● **Page extract**:
----------
We're not American Uncle's agency
We've been shareholders since day one.
This distinction isn't rhetorical. It means that when campaigns underperform, we don't lose a client — we lose our own money. When a launch goes well, we don't send a report — we collect dividends. Skin in the game, in the most literal sense.
In 2016, together with Ribrain (Michele Riccio and Pasquale Bracale) and Alessandro Sportelli — author of three marketing books and creator of the Connection Funnel — we joined American Uncle's ownership structure as a marketing-operations partner. Not as vendors. As shareholders.
Day zero
American Uncle was born in Caserta, Italy in 2016. The idea: bring American snacks, candy, and beverages to Italy through a direct-to-consumer e-commerce. The market didn't exist — it had to be created.
From day one, we handled everything related to growth: advertising, creative, launch strategy, editorial planning, content briefs, campaign scaling. There was no internal marketing team. We were the marketing team.
We didn't inherit a brand. We built it from scratch, one test at a time, one campaign at a time, one customer at a time.
UGC pioneers in Italy
When nobody in Italy was talking about User Generated Content, we were already building entire campaigns on content created by customers. Unboxing videos, reaction clips, spontaneous photos: American Uncle's feed was made by the people who bought, not by a creative agency.
----------
[Image point grounding data]
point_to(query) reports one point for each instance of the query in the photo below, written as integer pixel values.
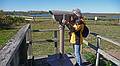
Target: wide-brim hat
(77, 12)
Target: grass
(5, 35)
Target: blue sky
(84, 5)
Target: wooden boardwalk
(58, 60)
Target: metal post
(98, 55)
(55, 42)
(61, 27)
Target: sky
(90, 6)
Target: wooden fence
(15, 51)
(19, 48)
(96, 48)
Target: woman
(76, 27)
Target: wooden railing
(96, 48)
(15, 51)
(19, 48)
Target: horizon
(86, 6)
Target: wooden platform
(57, 60)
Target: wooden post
(61, 27)
(97, 53)
(29, 43)
(23, 53)
(55, 42)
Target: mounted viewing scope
(60, 15)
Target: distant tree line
(23, 13)
(7, 21)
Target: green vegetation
(104, 28)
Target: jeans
(77, 54)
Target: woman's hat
(77, 12)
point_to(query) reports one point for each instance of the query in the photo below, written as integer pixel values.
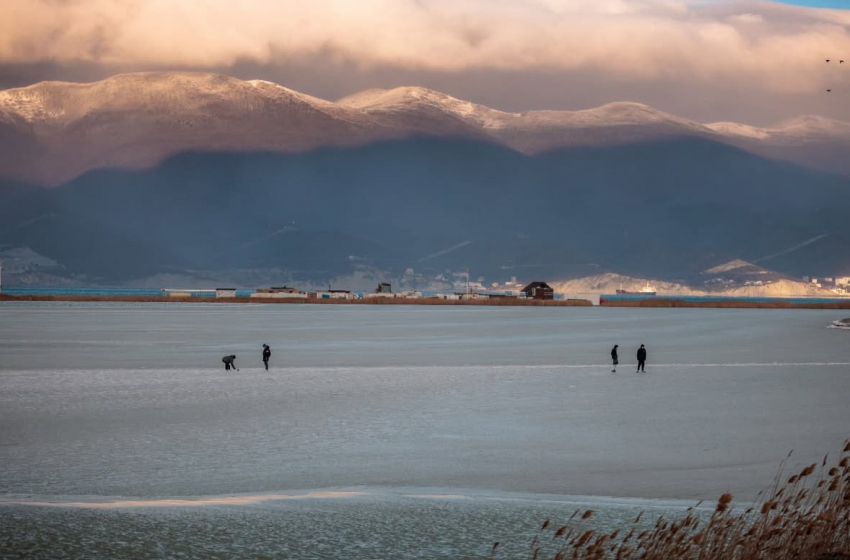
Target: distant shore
(498, 302)
(492, 302)
(725, 304)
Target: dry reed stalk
(806, 518)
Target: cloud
(688, 41)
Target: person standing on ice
(614, 358)
(267, 353)
(641, 358)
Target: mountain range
(205, 175)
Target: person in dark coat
(267, 353)
(641, 358)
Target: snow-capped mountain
(53, 131)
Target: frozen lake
(400, 414)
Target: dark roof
(533, 285)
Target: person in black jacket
(641, 358)
(267, 353)
(614, 358)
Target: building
(279, 292)
(333, 294)
(539, 290)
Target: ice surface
(124, 402)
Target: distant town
(837, 285)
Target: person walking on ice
(229, 362)
(641, 358)
(267, 353)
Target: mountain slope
(52, 131)
(666, 210)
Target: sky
(753, 61)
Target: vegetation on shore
(805, 518)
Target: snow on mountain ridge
(137, 119)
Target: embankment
(497, 302)
(726, 304)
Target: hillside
(51, 132)
(666, 210)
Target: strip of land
(725, 304)
(322, 301)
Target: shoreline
(657, 303)
(497, 302)
(665, 303)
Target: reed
(805, 518)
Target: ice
(492, 418)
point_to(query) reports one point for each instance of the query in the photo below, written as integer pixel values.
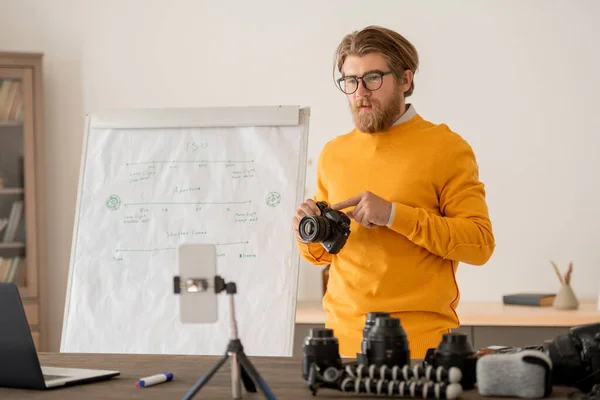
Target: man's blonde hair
(399, 53)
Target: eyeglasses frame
(360, 79)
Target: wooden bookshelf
(21, 180)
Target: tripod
(240, 364)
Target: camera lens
(321, 348)
(369, 323)
(388, 343)
(455, 351)
(314, 228)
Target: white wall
(517, 79)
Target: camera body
(454, 350)
(321, 348)
(384, 342)
(331, 228)
(575, 357)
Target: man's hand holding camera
(369, 209)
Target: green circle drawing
(273, 199)
(113, 203)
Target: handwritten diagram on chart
(146, 191)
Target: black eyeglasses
(371, 81)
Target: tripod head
(195, 285)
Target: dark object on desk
(386, 342)
(384, 367)
(19, 364)
(524, 374)
(575, 357)
(320, 348)
(240, 363)
(455, 351)
(529, 299)
(331, 228)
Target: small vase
(566, 299)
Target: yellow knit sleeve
(463, 231)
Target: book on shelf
(11, 100)
(10, 269)
(530, 299)
(14, 219)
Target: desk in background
(283, 376)
(485, 324)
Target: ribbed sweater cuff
(405, 219)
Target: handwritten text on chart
(246, 217)
(186, 233)
(179, 190)
(246, 173)
(118, 256)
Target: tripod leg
(258, 380)
(205, 378)
(248, 382)
(236, 387)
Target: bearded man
(412, 191)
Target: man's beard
(379, 117)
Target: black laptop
(19, 363)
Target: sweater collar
(407, 116)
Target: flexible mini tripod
(240, 364)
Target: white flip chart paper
(149, 183)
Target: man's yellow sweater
(407, 268)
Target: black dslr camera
(384, 342)
(575, 357)
(455, 350)
(383, 367)
(331, 228)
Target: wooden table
(485, 323)
(486, 314)
(283, 375)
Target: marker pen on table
(154, 379)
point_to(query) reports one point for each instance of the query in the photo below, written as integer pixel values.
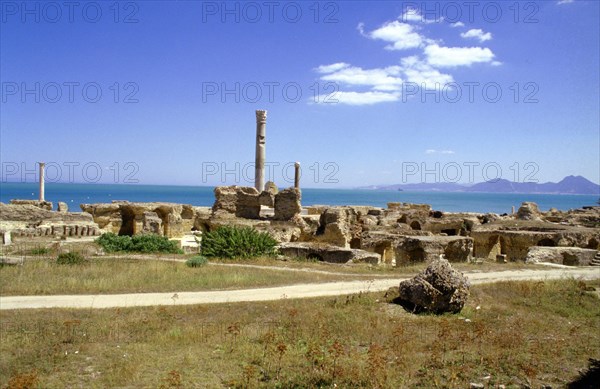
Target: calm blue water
(75, 194)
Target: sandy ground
(268, 294)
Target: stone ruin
(22, 221)
(398, 235)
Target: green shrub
(197, 261)
(112, 242)
(151, 243)
(39, 251)
(237, 242)
(147, 243)
(71, 258)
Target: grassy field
(121, 275)
(510, 333)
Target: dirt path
(267, 294)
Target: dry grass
(524, 333)
(122, 275)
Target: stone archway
(127, 222)
(415, 225)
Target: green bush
(148, 243)
(197, 261)
(70, 258)
(111, 242)
(237, 242)
(39, 251)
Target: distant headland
(568, 185)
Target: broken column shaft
(42, 178)
(259, 173)
(297, 175)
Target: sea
(75, 194)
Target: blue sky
(361, 93)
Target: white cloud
(334, 67)
(477, 33)
(457, 56)
(433, 151)
(423, 74)
(414, 15)
(358, 98)
(402, 36)
(383, 79)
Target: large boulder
(528, 211)
(287, 204)
(238, 201)
(438, 289)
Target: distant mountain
(568, 185)
(427, 187)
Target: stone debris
(400, 234)
(438, 289)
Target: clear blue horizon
(361, 93)
(76, 194)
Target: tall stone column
(297, 175)
(42, 178)
(261, 130)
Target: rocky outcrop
(338, 226)
(24, 221)
(328, 253)
(515, 240)
(151, 223)
(415, 249)
(571, 256)
(287, 204)
(438, 289)
(127, 218)
(239, 201)
(528, 211)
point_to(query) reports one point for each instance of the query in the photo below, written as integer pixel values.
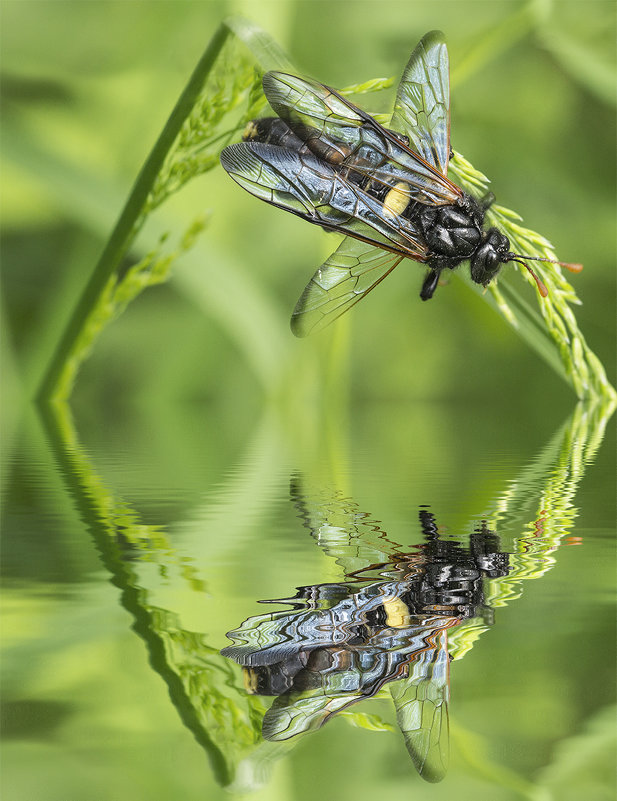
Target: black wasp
(332, 164)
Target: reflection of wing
(310, 188)
(346, 277)
(421, 703)
(316, 112)
(422, 107)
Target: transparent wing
(310, 188)
(421, 702)
(422, 107)
(316, 113)
(347, 276)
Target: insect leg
(430, 284)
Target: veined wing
(422, 107)
(315, 111)
(310, 188)
(421, 702)
(347, 276)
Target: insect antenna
(573, 267)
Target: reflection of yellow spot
(397, 199)
(397, 613)
(250, 681)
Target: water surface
(408, 563)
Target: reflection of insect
(332, 164)
(386, 625)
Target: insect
(329, 162)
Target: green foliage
(223, 94)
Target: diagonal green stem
(126, 228)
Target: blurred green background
(193, 418)
(87, 87)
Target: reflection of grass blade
(223, 81)
(548, 486)
(224, 720)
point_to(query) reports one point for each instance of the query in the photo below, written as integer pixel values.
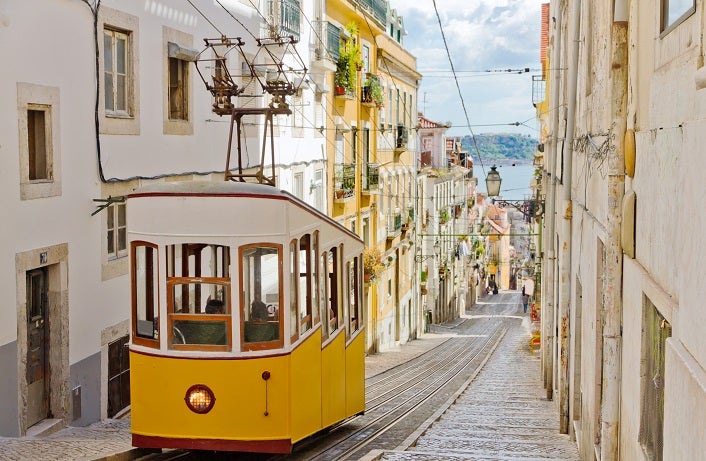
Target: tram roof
(208, 188)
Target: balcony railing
(377, 8)
(371, 180)
(401, 137)
(344, 181)
(332, 37)
(394, 224)
(289, 16)
(539, 92)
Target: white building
(623, 258)
(98, 102)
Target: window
(119, 71)
(261, 281)
(293, 291)
(39, 159)
(354, 296)
(145, 301)
(319, 190)
(198, 297)
(178, 89)
(656, 330)
(115, 72)
(675, 11)
(116, 231)
(37, 143)
(334, 288)
(306, 273)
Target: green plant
(350, 59)
(372, 90)
(372, 262)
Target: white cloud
(481, 35)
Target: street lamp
(492, 182)
(437, 251)
(531, 208)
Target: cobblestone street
(502, 414)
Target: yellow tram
(247, 318)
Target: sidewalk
(110, 440)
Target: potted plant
(372, 264)
(349, 60)
(444, 215)
(372, 90)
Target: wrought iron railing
(539, 92)
(372, 177)
(344, 180)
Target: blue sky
(481, 35)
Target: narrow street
(495, 409)
(502, 413)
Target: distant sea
(516, 178)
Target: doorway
(38, 377)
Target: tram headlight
(199, 398)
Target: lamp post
(493, 181)
(437, 251)
(531, 208)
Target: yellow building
(370, 151)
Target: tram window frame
(203, 325)
(324, 298)
(355, 296)
(249, 293)
(151, 291)
(293, 291)
(334, 291)
(346, 297)
(316, 281)
(305, 284)
(191, 267)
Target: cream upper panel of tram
(207, 209)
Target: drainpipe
(548, 281)
(565, 237)
(612, 284)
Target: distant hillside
(497, 146)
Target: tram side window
(305, 282)
(353, 289)
(293, 291)
(334, 291)
(316, 279)
(145, 302)
(198, 296)
(261, 272)
(323, 295)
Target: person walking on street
(525, 302)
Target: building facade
(621, 275)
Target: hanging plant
(372, 263)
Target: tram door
(37, 378)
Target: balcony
(394, 224)
(407, 226)
(375, 7)
(371, 179)
(289, 16)
(401, 137)
(539, 91)
(344, 182)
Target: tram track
(397, 414)
(398, 400)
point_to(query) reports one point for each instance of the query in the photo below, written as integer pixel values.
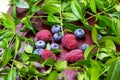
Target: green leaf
(51, 8)
(22, 4)
(17, 45)
(52, 18)
(95, 36)
(110, 46)
(95, 70)
(48, 62)
(88, 50)
(60, 65)
(12, 74)
(53, 75)
(80, 76)
(70, 16)
(24, 57)
(6, 57)
(8, 22)
(114, 70)
(77, 10)
(93, 6)
(18, 64)
(72, 27)
(28, 48)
----------
● **Exercise instructions**:
1: Repeat the passage of the American Uncle page from "In 2016, together" up to and including "the marketing team.".
2: According to the American Uncle page, in which city was American Uncle born?
None of the items are needed for this work.

● **Answer section**:
1:
In 2016, together with Ribrain (Michele Riccio and Pasquale Bracale) and Alessandro Sportelli — author of three marketing books and creator of the Connection Funnel — we joined American Uncle's ownership structure as a marketing-operations partner. Not as vendors. As shareholders.
Day zero
American Uncle was born in Caserta, Italy in 2016. The idea: bring American snacks, candy, and beverages to Italy through a direct-to-consumer e-commerce. The market didn't exist — it had to be created.
From day one, we handled everything related to growth: advertising, creative, launch strategy, editorial planning, content briefs, campaign scaling. There was no internal marketing team. We were the marketing team.

2: Caserta, Italy.